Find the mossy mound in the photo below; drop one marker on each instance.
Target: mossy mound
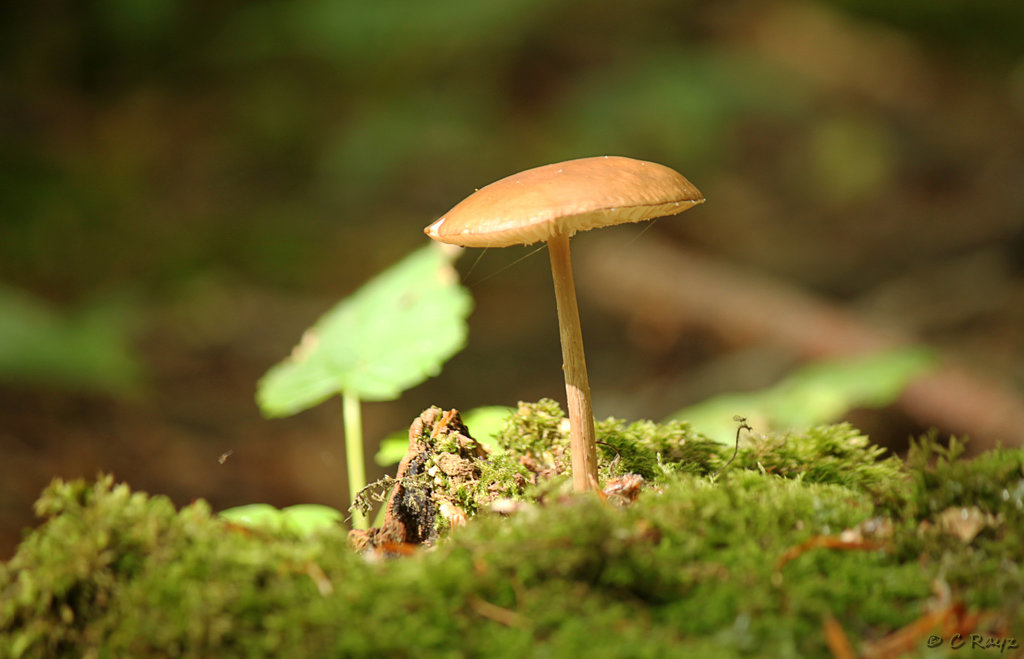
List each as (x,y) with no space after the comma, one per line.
(753,560)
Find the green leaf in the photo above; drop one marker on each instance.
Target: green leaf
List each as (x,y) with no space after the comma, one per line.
(302,520)
(387,337)
(815,394)
(483,424)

____

What the exercise asks: Using the records above, copy exactly the lines from the one containing "Target: green leaf" through the last, inclusive, and nothing else.

Exercise answer:
Target: green leaf
List each as (x,y) with no space after the comma, one per line.
(302,520)
(387,337)
(815,394)
(483,424)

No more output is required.